■ Job 1 ■
Print the passage on graphing the cube root equation between "Short Answer" and "y-axis at y=1.", inclusive.
■ Job 2 ■
Render the Saved entries rows as a Markdown table with columns Row and Line, covering the lines between the one holding "For every instance of the white window" and the final row, inclusive, and omitting blank lines.

■ Text passage ■
◆ ◆ ◆ ◆ ◆

Use a graphing utility to graph the equation. Use a standard setting. Approximate any intercepts. $$y=\sqrt[3]{x+1}$$

Short Answer

Expert verified
The graph of the given function \(y=\sqrt[3]{x+1}\) is a cubic root function shifted 1 unit to the left. It intersects the x-axis at x=-1 and the y-axis at y=1.

Step by step solution

01

Understand the equation

The equation to be graphed is \(y=\sqrt[3]{x+1}\). This is a cubic root function, which means it will have an 'S' shape. The '+1' inside the function indicates it shifted 1 unit to the left. The standard form of this equation is \(\sqrt[3]{x}\). We have to consider this while drawing our graph.
02

Use a Graphing Utility

Plot the given equation \(y=\sqrt[3]{x+1}\) in a graphing utility and look for any points where the graph intersects the x-axis and y axis.

◆ ◆ ◆ ◆ ◆

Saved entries
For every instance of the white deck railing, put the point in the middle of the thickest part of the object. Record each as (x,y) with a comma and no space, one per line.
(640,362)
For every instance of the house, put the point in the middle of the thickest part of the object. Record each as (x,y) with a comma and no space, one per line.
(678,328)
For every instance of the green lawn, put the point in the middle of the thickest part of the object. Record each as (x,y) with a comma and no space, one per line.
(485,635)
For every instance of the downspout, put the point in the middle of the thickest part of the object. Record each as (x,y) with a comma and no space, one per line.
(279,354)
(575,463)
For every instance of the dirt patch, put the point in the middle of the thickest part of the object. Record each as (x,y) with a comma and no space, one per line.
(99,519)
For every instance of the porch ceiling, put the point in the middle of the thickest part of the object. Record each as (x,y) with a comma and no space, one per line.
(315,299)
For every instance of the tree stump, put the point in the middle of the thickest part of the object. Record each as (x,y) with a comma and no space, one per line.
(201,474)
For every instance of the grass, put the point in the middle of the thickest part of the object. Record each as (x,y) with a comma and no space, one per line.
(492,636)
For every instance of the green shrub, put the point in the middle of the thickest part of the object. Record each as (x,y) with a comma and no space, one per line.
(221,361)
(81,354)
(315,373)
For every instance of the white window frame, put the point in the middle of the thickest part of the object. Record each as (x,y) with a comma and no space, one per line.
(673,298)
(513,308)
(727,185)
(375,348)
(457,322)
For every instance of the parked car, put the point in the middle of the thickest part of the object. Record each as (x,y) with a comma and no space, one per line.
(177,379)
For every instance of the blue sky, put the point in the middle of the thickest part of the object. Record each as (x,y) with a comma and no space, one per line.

◆ ◆ ◆ ◆ ◆

■ Right answer 1 ■
Short Answer

Expert verified
The graph of the given function \(y=\sqrt[3]{x+1}\) is a cubic root function shifted 1 unit to the left. It intersects the x-axis at x=-1 and the y-axis at y=1.

■ Right answer 2 ■
| Row | Line |
|---|---|
| 1 | For every instance of the white window frame, put the point in the middle of the thickest part of the object. Record each as (x,y) with a comma and no space, one per line. |
| 2 | (673,298) |
| 3 | (513,308) |
| 4 | (727,185) |
| 5 | (375,348) |
| 6 | (457,322) |
| 7 | For every instance of the parked car, put the point in the middle of the thickest part of the object. Record each as (x,y) with a comma and no space, one per line. |
| 8 | (177,379) |
| 9 | For every instance of the blue sky, put the point in the middle of the thickest part of the object. Record each as (x,y) with a comma and no space, one per line. |